• Provided passage

--- BEGIN ---

RCPs 3B1 and 382 were started at about 9:12 p.m. and 9:36 p.m.,
respectively. This allowed the operators to exit Emergency Procedure
EP/1/A/1800/01. Operators had not exited the EP because the Subsequent
Actions section requires starting RCPs before exiting. Following the
restoration of forced circulation, efforts continued to clean up
displaced condensate polishing resins. This was accomplished by short
cycle recirculation of the condensate through a restored resin bed.
At approximately 11:00 p.m., management decided to cool down and
depressurize the RCS to a point where decay heat removal via the LPI
system could be placed in service. This decision was reached after the
extent of the resin contamination was determined. The licensee
considered that continued use of the secondary side systems as a heat
sink for the reactor would be a challenge to the operators, especially
while trying to clean up these systems at the same time.
Actual unit cooldown began at approximately 5:50 a.m., on March 17.
During the cooldown, the licensee attempted to use the Unit 2 MDEFW pump
.and water supply to feed Unit 3 steam generators. This would allow more
flexibility in cleaning up the Unit 3 Condensate System and provide an
additional source of water for the cooldown.
The procedure for
implementing this alignment was revised just prior to use. The
procedure change allowed a single Unit 2 MDEFW pump (rather than two
pumps) to supply both Unit 3 steam generators.
When this arrangement
was initiated at 11:47 a.m., operators had difficulty controlling
levels.
The Unit 2 MDEFW pumps were stopped and the Unit 3 pumps were
placed back in service at approximately 12:57 p.m. The LPI system was
placed in service at approximately 5:15 a.m., on March 18. While the
LPI system was being aligned for the DHR mode, operators observed level
decreases in the Letdown Storage Tank (LDST), indicating leakage past
ENCLOSURE 2
4
isolation valves from the LDST into the LPI system. The cause was later
determined to be leakage past manual isolation valves 3LP-40 and 3LP-41.
The valves were manually tightened shut, and the leakage stopped.
2.3
Root Cause of Initiating Transient and Reactor Trip
The root cause of the event was determined to be incorrect assembly of
auxiliary relay 3RLS1X. The relay was a style D23MRD704A1 manufactured
by Cutler-Hammer Co., having 120 VDC coils. This relay had a base
assembly, a four-contact front deck (middle section) and a four-contact
front attachment (upper section).

--- END ---

• Record set

--- BEGIN ---

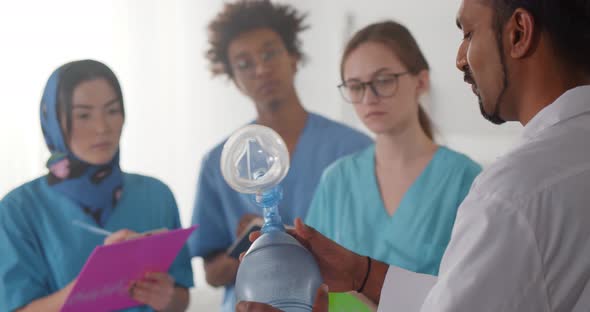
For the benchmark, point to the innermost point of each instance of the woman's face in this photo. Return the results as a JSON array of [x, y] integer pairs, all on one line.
[[397, 107], [97, 121]]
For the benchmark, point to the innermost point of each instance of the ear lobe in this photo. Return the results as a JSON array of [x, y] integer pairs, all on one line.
[[423, 82], [521, 33]]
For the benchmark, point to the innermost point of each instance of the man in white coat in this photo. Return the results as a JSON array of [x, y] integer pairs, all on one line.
[[521, 240]]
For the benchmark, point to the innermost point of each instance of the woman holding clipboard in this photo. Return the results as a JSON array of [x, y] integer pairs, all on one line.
[[82, 116]]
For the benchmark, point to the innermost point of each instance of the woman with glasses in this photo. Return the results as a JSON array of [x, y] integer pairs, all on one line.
[[396, 200]]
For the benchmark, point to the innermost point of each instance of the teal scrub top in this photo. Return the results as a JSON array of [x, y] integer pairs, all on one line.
[[42, 251], [348, 208]]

--- END ---

• Complete the following
a. Decide whether each statement below agrees with the report excerpt: (i) the LPI system was placed in service at approximately 5:15 a.m. on March 18, (ii) the revised procedure allowed two Unit 2 MDEFW pumps to supply both Unit 3 steam generators, and (iii) auxiliary relay 3RLS1X was manufactured by Cutler-Hammer Co. Answer yes or no for each, and quote the deciding words of the text.
b. Rewrite the report excerpt between "At approximately 11:00" and "on March 17.", inclusive, putting "plant management" in place of "management".

• Answers to the problems
a.
(i) Yes: "The LPI system was placed in service at approximately 5:15 a.m., on March 18."
(ii) No: "The procedure change allowed a single Unit 2 MDEFW pump (rather than two pumps) to supply both Unit 3 steam generators."
(iii) Yes: "The relay was a style D23MRD704A1 manufactured by Cutler-Hammer Co., having 120 VDC coils."

b.
At approximately 11:00 p.m., plant management decided to cool down and
depressurize the RCS to a point where decay heat removal via the LPI
system could be placed in service. This decision was reached after the
extent of the resin contamination was determined. The licensee
considered that continued use of the secondary side systems as a heat
sink for the reactor would be a challenge to the operators, especially
while trying to clean up these systems at the same time.
Actual unit cooldown began at approximately 5:50 a.m., on March 17.